TASK PROMPT:
Each record below needs to be retyped exactly.

____ TASK INPUTS

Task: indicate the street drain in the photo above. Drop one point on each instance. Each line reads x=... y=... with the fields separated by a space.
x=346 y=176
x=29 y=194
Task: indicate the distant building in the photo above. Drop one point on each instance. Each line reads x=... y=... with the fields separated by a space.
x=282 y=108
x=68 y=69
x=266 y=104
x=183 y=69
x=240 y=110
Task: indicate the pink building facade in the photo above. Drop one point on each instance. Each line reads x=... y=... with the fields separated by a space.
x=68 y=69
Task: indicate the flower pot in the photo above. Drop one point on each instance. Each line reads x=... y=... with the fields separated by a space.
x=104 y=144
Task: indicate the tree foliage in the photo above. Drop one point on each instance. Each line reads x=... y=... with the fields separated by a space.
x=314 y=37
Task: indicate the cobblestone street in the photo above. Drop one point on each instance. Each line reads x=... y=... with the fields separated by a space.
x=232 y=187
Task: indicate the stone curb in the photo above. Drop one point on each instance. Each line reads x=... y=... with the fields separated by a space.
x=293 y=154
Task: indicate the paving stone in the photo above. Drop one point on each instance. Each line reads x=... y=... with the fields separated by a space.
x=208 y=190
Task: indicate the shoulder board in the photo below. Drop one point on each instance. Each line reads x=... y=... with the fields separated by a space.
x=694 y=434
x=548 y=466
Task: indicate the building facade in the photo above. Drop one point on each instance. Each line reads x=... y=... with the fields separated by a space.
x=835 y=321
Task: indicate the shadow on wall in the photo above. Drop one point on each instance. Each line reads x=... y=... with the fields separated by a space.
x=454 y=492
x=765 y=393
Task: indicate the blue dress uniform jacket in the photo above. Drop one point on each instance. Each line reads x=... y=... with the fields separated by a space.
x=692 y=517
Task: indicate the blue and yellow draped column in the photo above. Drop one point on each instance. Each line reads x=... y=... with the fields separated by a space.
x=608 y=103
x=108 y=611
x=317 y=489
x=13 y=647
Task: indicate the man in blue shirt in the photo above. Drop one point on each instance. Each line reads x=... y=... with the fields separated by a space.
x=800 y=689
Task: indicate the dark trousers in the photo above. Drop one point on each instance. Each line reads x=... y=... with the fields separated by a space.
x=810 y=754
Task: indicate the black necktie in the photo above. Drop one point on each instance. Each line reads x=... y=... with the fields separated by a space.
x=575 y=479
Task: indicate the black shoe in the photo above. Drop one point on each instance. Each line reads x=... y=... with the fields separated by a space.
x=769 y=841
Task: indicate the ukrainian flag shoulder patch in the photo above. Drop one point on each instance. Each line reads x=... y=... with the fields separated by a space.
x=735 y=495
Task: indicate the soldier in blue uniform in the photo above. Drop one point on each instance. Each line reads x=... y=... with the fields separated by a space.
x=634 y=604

________

YOUR RESPONSE:
Task: indicate the street drain in the photo above. Drop one point on each instance. Each line reads x=... y=... with the fields separated by a space.
x=346 y=176
x=29 y=194
Task: indicate the distant building in the photo above. Drop one point on each instance. Each line reads x=... y=... with the fields separated by a space.
x=282 y=108
x=68 y=69
x=266 y=104
x=183 y=69
x=240 y=110
Task: indicate the pink building facade in the photo above. Drop one point on each instance. Each line reads x=... y=... with the fields separated by a space.
x=68 y=69
Task: indicate the flower pot in the photo above. Drop one point on each instance. Each line reads x=... y=... with the fields separated by a space.
x=104 y=144
Task: indicate the tree foliage in the photo above. Drop one point on each instance. Each line reads x=... y=... with the fields separated by a space.
x=314 y=37
Task: indicate the cobblestone street in the photo above. Drop one point on each instance. Each line reads x=... y=... with the fields separated by a space.
x=232 y=187
Task: indicate the stone curb in the photo above. Drop one point on each instance. Each line reads x=... y=... with the fields separated by a space.
x=293 y=154
Task: indicate the paving stone in the photo above. Drop one point on each instance. Each line reads x=... y=... with the fields separated by a space.
x=208 y=190
Task: indicate the shoulder board in the photo below. Drop one point on each instance. Each line reads x=... y=... with the fields separated by a space.
x=694 y=434
x=548 y=466
Task: indicate the building facade in the photo above. Drop one point on each instance. Each line reads x=... y=... with the fields separated by a space.
x=835 y=321
Task: indicate the shadow on wall in the photo above. Drop one point on each instance. Each line reads x=... y=... with the fields separated by a space.
x=454 y=492
x=765 y=393
Task: indicate the blue dress uniform jacket in the photo above. Drop one point on each instance. Each line reads x=... y=... with the fields separated by a space.
x=692 y=517
Task: indicate the blue and yellow draped column in the photo above. Drop one point on each instance. Each line reads x=... y=... with the fields separated by a space.
x=608 y=103
x=108 y=611
x=317 y=489
x=13 y=647
Task: indicate the man in blue shirt in the photo above. Drop one point on each instance. Each line reads x=... y=... with the fields separated by a space.
x=800 y=689
Task: indicate the dark trousers in the photo above. Drop one point on each instance. Each line reads x=... y=... with the fields separated by a space.
x=810 y=754
Task: indicate the black necktie in the photo above. Drop one point on each instance. Each line reads x=... y=... with the fields separated by a space.
x=575 y=479
Task: indicate the black shoe in the photo above. Drop one point on each instance. Each line reads x=... y=... with the fields separated by a space.
x=769 y=841
Task: indicate the ukrainian flag shoulder patch in the photo above. Drop one point on each instance. Each line reads x=... y=... with the fields separated by a space.
x=735 y=495
Task: indicate the soldier in blue uniform in the photo above. Drop one point on each instance. Each line reads x=... y=... with the fields separated by a space.
x=634 y=604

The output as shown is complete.